▶ Excerpt to read
.....
When i first read this
news headline, i thought it was
fiction, just like the
glowing rats in the
comedy movie
"Senseless" but I was wrong.
Glowing bunnies or rabbits are a
successful early step in a project aimed at engineering mammals that produce medicines
in their milk.
in their milk.
In normal light, the eight rabbits
all look the same—white, cute, and begging to be squeezed. But switch to black
light, and two stand out by brightly glowing green.
The rabbits were born last month at the
University of Istanbul as part of collaboration between universities in Turkey
and Hawaii. Sea jelly genes engineered into the bunnies’ genomes bestowed them
with their luminous abilities.
The glowing rabbits are certainly
not the first transgenic animals to light the night—researchers have already shown
off glowing dogs, monkeys, cats, and many other species, including rabbits.
The point of the flashy genetic engineering
is not to give pet store owners a new product to hawk, but rather to confirm
that the techniques researchers use to transfer genes into a genome are
working. And in many cases, the greater goal is to develop new ways to study or
treat disease.
As reported by The Guardian , the ultimate
goal of the Turkish and Hawaiian collaboration is to refine techniques that
could one day lead to animals capable of producing medicines in their milk. As
Stefan Moisyadi, a University of Hawaii researcher involved in the project told
The Guardian:
“The final goal is to develop
animals… to produce beneficial molecules in their milk that can be cheaply extracted,
especially in countries that cannot afford big pharma plants that make drugs,
that usually cost $1bn to build, and be able to produce their own protein-based
medication in animals.”
Other groups have already seen some success
with this idea, and in 2009, the FDA approved a drug that is purified from the
milk of a transgenic goat.
In a TV news interview, Moisyadi
also mentions the potential for biologic drugs, such as replacement
blood-clotting enzymes for people with hemophilia, to be produced more cheaply
in transgenic animals than they are today. Another cool idea in this space is
to develop transgenic goats to produce malaria vaccine in their milk. Last
year, researchers at Texas A&M University reported that they had indeed produced
such a goat ; the question remained whether her daughters would also be capable
of making the life-saving medication. If proven successful and safe, the idea
would be to take the goat’s offspring (or other goats like her) to developing
countries with malaria outbreaks as a hardy source of vaccine.
.....
▶ Information
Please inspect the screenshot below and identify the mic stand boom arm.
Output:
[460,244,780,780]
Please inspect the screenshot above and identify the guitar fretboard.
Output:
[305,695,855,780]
.....
▶ Required action A
Translate this sentence from the glowing-rabbit article into Spanish: "Other groups have already seen some success with this idea, and in 2009, the FDA approved a drug that is purified from the milk of a transgenic goat."
▶ Required action B
Please output the passage of the glowing-rabbit article starting at "The glowing rabbits" and ending at "treat disease.", word for word.
Work only from the glowing-rabbit article.

▶ Task output A
Otros grupos ya han tenido cierto éxito con esta idea, y en 2009 la FDA aprobó un fármaco que se purifica a partir de la leche de una cabra transgénica.

▶ Task output B
The glowing rabbits are certainly
not the first transgenic animals to light the night—researchers have already shown
off glowing dogs, monkeys, cats, and many other species, including rabbits.
The point of the flashy genetic engineering
is not to give pet store owners a new product to hawk, but rather to confirm
that the techniques researchers use to transfer genes into a genome are
working. And in many cases, the greater goal is to develop new ways to study or
treat disease.